#### Prompt
Copy out exactly the lines from the one containing "point: the shadow" to the last line of the records below, both included, and leave out any pictures.

--- --- ---

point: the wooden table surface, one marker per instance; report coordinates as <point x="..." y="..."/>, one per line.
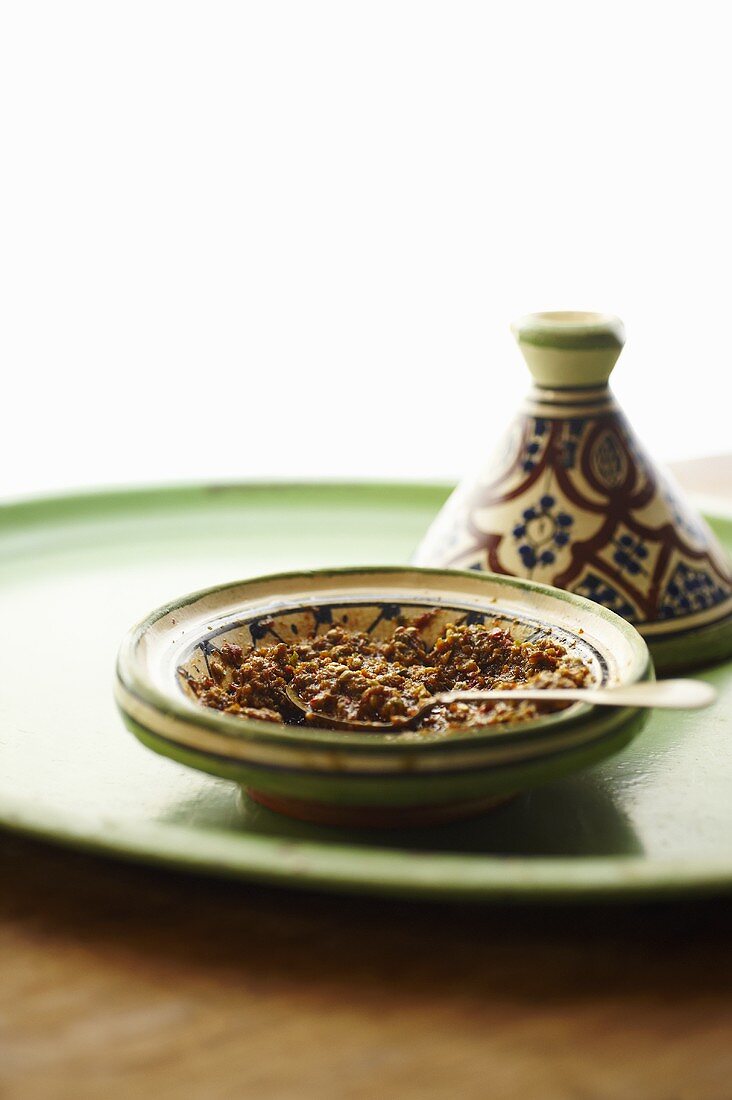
<point x="126" y="981"/>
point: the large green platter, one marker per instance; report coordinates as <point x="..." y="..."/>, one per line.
<point x="77" y="571"/>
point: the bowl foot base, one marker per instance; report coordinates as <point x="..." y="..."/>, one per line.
<point x="321" y="813"/>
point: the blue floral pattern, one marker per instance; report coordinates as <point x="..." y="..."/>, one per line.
<point x="689" y="590"/>
<point x="544" y="528"/>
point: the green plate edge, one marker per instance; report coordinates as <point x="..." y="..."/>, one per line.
<point x="351" y="868"/>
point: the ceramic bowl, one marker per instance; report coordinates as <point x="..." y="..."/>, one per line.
<point x="373" y="779"/>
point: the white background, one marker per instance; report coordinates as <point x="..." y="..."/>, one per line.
<point x="287" y="239"/>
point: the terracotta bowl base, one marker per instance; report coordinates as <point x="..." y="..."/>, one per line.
<point x="323" y="813"/>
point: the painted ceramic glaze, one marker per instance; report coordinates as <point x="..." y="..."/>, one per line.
<point x="570" y="498"/>
<point x="652" y="821"/>
<point x="364" y="778"/>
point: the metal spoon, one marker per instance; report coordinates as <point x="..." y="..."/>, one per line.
<point x="672" y="694"/>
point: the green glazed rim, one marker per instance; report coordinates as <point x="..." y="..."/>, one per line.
<point x="570" y="330"/>
<point x="149" y="707"/>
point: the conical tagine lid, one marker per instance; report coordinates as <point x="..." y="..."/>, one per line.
<point x="570" y="498"/>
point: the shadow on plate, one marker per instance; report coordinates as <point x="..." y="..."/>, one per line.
<point x="576" y="817"/>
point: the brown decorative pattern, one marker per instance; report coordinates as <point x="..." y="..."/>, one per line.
<point x="576" y="503"/>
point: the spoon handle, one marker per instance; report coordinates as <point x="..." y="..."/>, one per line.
<point x="670" y="694"/>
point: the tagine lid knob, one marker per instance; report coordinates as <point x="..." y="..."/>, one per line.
<point x="569" y="349"/>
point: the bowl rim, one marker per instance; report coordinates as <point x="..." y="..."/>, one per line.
<point x="141" y="701"/>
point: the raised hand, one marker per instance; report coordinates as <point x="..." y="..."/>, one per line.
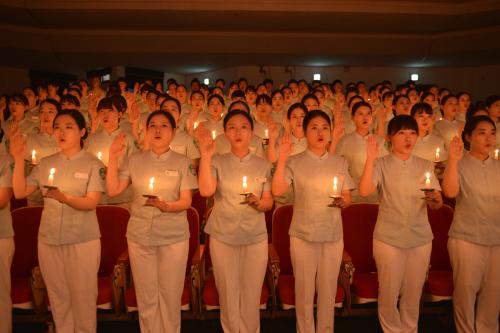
<point x="456" y="150"/>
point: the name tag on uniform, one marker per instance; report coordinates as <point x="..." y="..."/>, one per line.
<point x="171" y="173"/>
<point x="260" y="179"/>
<point x="81" y="175"/>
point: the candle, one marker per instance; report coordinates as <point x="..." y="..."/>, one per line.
<point x="151" y="185"/>
<point x="335" y="186"/>
<point x="427" y="180"/>
<point x="244" y="184"/>
<point x="51" y="176"/>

--- --- ---

#### Solved problem
point: the shadow on plate, one marker per instance; report coordinates as <point x="..." y="..."/>, one per line.
<point x="576" y="817"/>
point: the brown decorative pattern, one marker per instance; report coordinates as <point x="..." y="..."/>, one per line.
<point x="576" y="503"/>
point: the spoon handle, one marker per instance; report coordinates as <point x="..." y="..."/>, one per line.
<point x="670" y="694"/>
point: the tagine lid knob, one marker per instance; report coordinates as <point x="..." y="..."/>, one per line.
<point x="569" y="349"/>
point: the bowl rim, one marker per instance; report coordinates as <point x="..." y="..."/>, one per line.
<point x="141" y="701"/>
point: the raised hand, one marker per instance; report coordinates as <point x="..." y="..."/>, one per line.
<point x="456" y="150"/>
point: the name tag on uniform, one marker per instance; report coordinates as <point x="..." y="..."/>, one per line.
<point x="171" y="173"/>
<point x="260" y="179"/>
<point x="81" y="175"/>
point: the candle, one marker per instance; report coordinates as <point x="..." y="..."/>, one per line.
<point x="151" y="185"/>
<point x="335" y="186"/>
<point x="427" y="180"/>
<point x="244" y="184"/>
<point x="51" y="176"/>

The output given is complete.